- Task input:
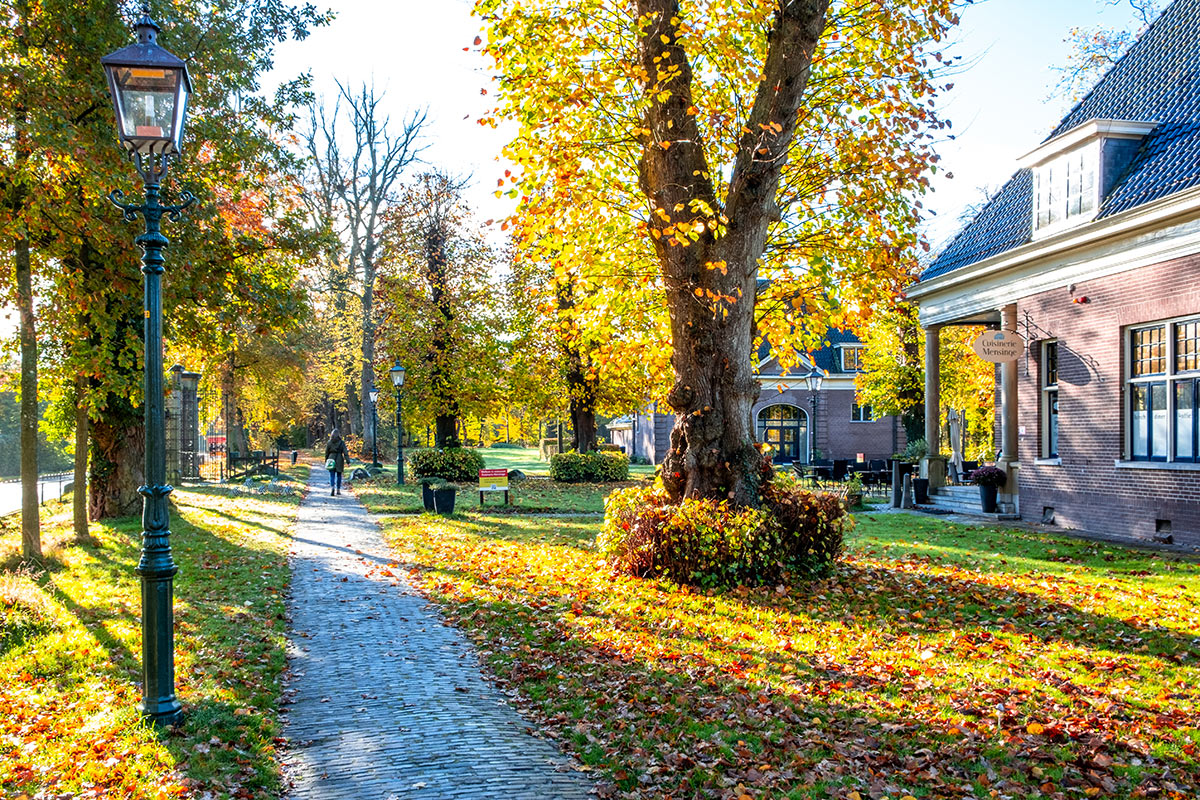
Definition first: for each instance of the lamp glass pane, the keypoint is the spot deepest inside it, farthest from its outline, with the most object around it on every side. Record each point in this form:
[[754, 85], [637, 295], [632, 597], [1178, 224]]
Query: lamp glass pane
[[147, 101]]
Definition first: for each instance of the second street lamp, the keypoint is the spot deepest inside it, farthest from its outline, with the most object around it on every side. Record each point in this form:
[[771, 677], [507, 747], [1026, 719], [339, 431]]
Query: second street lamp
[[375, 426], [397, 380], [814, 379], [150, 89]]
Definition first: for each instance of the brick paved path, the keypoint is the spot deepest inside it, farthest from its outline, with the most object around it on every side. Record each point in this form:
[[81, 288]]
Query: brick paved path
[[387, 703]]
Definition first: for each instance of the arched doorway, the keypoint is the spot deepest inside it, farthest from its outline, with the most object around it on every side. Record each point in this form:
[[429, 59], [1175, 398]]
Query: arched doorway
[[786, 429]]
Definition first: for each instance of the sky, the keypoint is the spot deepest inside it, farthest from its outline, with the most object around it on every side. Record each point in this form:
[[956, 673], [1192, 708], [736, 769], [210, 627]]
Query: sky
[[414, 50]]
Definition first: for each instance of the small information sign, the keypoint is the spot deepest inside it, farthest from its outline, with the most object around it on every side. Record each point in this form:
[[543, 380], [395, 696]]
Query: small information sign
[[493, 480], [999, 347]]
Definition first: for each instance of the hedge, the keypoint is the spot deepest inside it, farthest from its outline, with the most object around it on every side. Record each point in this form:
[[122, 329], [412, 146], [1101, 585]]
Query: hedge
[[711, 543], [455, 464], [588, 468]]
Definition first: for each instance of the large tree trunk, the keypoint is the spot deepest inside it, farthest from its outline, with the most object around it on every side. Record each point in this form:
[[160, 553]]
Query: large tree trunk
[[712, 281], [369, 331], [442, 344], [235, 438], [30, 522], [79, 494], [118, 462], [18, 202], [581, 383]]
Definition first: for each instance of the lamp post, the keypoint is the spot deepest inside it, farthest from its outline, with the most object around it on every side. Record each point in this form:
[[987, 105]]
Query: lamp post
[[397, 380], [375, 425], [814, 378], [150, 89]]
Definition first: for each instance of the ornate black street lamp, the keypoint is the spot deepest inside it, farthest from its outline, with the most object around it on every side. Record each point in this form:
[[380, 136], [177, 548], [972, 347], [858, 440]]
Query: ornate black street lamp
[[397, 380], [814, 378], [150, 89], [375, 425]]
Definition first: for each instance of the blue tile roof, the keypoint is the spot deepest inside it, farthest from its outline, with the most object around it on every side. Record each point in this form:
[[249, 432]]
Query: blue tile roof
[[1156, 80]]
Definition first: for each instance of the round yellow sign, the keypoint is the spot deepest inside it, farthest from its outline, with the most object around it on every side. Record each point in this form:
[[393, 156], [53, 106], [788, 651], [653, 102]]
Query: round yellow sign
[[999, 347]]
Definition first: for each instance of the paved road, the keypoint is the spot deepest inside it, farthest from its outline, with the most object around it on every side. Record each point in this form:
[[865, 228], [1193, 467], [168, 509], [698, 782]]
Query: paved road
[[387, 702], [48, 488]]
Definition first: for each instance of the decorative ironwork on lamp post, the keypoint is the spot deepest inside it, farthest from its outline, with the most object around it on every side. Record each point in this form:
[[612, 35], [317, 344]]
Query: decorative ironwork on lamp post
[[814, 378], [150, 89], [375, 426], [397, 380]]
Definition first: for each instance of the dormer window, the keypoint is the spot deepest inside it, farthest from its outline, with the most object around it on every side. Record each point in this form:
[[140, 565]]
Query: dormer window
[[1075, 170], [1065, 190], [851, 358]]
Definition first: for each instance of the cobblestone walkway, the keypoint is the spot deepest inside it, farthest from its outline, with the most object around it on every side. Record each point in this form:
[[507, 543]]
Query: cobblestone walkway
[[385, 702]]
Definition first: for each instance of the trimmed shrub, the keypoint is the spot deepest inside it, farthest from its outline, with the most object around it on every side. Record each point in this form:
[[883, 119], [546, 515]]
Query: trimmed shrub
[[588, 468], [989, 476], [711, 543], [456, 464]]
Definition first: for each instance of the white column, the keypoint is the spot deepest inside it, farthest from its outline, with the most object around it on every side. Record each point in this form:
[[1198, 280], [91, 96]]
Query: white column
[[933, 465], [1008, 458]]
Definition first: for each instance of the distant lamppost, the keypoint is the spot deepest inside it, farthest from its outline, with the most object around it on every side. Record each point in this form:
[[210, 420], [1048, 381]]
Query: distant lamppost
[[814, 378], [397, 380], [150, 89], [375, 425]]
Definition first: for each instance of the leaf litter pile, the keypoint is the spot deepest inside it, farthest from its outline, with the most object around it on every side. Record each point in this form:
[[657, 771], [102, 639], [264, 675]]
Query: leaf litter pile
[[940, 661]]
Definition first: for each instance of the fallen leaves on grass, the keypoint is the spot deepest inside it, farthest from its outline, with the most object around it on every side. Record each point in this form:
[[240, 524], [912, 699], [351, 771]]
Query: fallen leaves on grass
[[946, 668]]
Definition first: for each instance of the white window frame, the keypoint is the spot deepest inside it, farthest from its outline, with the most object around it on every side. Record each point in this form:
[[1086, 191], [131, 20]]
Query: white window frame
[[1057, 178], [1049, 397], [1170, 377], [841, 356]]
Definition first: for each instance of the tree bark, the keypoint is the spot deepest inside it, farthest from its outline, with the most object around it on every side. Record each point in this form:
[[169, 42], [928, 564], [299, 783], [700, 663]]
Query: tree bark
[[711, 281], [442, 346], [118, 462], [369, 331], [30, 522], [79, 495], [18, 203], [581, 384]]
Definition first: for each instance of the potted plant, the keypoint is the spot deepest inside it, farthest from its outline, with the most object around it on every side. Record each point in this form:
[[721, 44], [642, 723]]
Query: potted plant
[[989, 480], [853, 491], [438, 494]]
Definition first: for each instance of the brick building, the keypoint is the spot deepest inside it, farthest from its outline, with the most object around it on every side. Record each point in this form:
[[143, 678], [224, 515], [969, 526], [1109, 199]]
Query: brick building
[[1091, 253], [834, 426]]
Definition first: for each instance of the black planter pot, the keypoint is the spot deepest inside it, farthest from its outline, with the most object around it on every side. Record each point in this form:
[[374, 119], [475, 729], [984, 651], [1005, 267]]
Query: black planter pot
[[438, 500], [988, 498]]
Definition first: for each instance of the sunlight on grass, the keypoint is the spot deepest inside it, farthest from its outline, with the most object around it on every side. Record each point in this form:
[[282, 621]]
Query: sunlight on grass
[[939, 661], [69, 679]]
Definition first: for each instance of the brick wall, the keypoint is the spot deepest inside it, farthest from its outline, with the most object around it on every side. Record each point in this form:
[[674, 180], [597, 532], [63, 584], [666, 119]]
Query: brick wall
[[838, 435], [1087, 491]]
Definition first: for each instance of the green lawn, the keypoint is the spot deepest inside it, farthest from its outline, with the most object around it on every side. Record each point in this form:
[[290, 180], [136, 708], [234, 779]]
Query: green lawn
[[941, 661], [70, 654]]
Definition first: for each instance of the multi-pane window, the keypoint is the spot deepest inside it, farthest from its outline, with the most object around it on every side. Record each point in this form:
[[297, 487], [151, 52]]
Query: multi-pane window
[[1049, 400], [1065, 188], [852, 359], [1164, 391], [862, 413]]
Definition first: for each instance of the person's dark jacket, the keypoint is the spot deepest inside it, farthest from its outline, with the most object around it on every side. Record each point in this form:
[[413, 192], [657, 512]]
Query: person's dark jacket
[[336, 450]]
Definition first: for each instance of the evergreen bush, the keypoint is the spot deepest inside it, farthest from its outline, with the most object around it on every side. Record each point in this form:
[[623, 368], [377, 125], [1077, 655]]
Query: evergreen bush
[[589, 468]]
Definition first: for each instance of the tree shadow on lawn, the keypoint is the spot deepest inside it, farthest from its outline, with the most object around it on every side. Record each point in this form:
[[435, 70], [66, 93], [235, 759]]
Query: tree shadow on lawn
[[693, 725], [891, 596]]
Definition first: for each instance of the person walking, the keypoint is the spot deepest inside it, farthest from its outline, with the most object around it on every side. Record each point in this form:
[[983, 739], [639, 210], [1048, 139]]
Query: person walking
[[335, 462]]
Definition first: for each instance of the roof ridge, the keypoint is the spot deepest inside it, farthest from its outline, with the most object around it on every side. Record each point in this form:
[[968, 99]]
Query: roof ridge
[[1059, 130]]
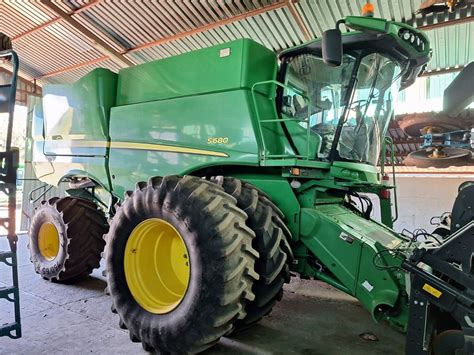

- Task to carry out:
Copy verbatim every line from the start of the entries through the line containing "[[147, 101]]", both ends included. Omit the pictures.

- Output below:
Definition first: for each instance of the lamp glass pane, the keypoint is the spot deepest inside it, farthest from its outline, with the most object around it on every side. Record each point in this form:
[[754, 85], [637, 295], [632, 597], [1178, 224]]
Query: lamp glass pane
[[147, 101]]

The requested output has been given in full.